__REQUIRED TASKS__
- 1) Please summarize this comment thread on non-rival goods in three sentences.
- 2) Answer these questions from the comment thread on non-rival goods.
(a) What does one comment suggest reading up on as an example?
(b) Which things are listed as examples of the non-rival?
(c) Who is asked to explain the concept of "synapse"?

__DOCUMENT SECTION__
----------

Therefore the entire economics notion of "non-rival" is a figment of fertile imagination with no reality, and hence every good is therefore a rival good / service ... it's just a matter of degree at any given point in time by any two interpretations of what the "idea" or 'non-rival' means to each. Economists will have to dis-abstract their marginal value equations by several orders of magnitude to have any real world value.

If you want an example, pick binary codes and read up on the origins and history... quite the example of how what can be by some considered a 'non-rival' idea or good has in fact had a huge and forever rival basis since it's earliest forms as n increased exponentially with communication of the idea.

Disagree as to "too broad". Non-rival refers to ANYTHING whose use by one party does NOT prevent (nor deter) its use by another party. Language, math, assembly line, specializing one's labor force, computer programs, ANYTHING. Sorry, but this is a theory discussion. Trying to limit the meaning (of non-rival) will only lead to confusion, as already seen in comments above regarding economies of scale.

@Longtooth, What is this concept of "synapse" that you keep going on about? It has no direct or usable correlate in any of my thoughts. Can you possibly explain it so that I will have the identical concept that you are trying to communicate? Or is it hopeless. Hello? Are you still there?

Agree with some other commenters that the definition of "idea" may be too broad. I'll suggest a special case.

----------

__EXTRACTED MATERIAL__
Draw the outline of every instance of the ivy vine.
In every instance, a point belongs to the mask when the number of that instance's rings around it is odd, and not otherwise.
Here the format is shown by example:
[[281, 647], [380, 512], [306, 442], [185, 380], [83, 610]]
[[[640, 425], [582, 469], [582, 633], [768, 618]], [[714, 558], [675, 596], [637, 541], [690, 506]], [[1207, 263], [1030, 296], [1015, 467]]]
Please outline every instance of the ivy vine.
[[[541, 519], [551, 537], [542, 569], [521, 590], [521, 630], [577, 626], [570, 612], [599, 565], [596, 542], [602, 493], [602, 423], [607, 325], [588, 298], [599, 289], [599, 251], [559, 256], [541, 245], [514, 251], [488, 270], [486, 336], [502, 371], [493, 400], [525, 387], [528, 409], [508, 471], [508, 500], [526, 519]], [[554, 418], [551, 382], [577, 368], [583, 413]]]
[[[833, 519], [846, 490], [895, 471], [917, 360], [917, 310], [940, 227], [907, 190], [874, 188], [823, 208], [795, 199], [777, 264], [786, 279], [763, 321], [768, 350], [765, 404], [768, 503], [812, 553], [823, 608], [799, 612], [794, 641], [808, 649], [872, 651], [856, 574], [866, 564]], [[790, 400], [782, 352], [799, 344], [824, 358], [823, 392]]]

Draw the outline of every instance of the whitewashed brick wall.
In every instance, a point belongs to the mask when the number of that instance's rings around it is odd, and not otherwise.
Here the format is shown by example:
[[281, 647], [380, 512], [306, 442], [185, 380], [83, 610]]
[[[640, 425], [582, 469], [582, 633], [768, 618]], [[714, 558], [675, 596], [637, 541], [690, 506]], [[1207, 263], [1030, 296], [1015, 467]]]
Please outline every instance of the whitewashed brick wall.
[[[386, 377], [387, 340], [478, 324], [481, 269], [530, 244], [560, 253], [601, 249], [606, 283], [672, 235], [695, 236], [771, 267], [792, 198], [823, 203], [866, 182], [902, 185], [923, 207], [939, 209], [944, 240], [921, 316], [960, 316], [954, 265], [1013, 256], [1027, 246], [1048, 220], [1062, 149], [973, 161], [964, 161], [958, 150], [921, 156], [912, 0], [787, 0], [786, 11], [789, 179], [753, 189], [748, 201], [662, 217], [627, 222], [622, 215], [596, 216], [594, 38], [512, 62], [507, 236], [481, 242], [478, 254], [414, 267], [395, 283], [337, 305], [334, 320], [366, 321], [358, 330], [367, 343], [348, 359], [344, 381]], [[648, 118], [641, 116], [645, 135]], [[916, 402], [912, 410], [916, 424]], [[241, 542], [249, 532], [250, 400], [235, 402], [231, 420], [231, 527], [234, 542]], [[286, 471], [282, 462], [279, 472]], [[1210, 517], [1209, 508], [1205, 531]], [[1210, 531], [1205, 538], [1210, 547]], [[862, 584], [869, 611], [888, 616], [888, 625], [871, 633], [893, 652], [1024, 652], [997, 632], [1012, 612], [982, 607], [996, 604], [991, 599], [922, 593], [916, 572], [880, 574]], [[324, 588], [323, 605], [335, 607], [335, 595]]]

----------

__FINAL ANSWERS__
- 1) One comment argues that the economics notion of "non-rival" has no reality, that every good is a rival good to some degree, and points to the history of binary codes as an example. Another comment rejects the claim that the definition is "too broad," holding that non-rival refers to anything whose use by one party does not prevent its use by another. A further comment asks Longtooth to explain the concept of "synapse," and a last one agrees that the definition of "idea" may be too broad.

- 2)
(a) The origins and history of binary codes.
(b) Language, math, assembly line, specializing one's labor force, and computer programs.
(c) Longtooth.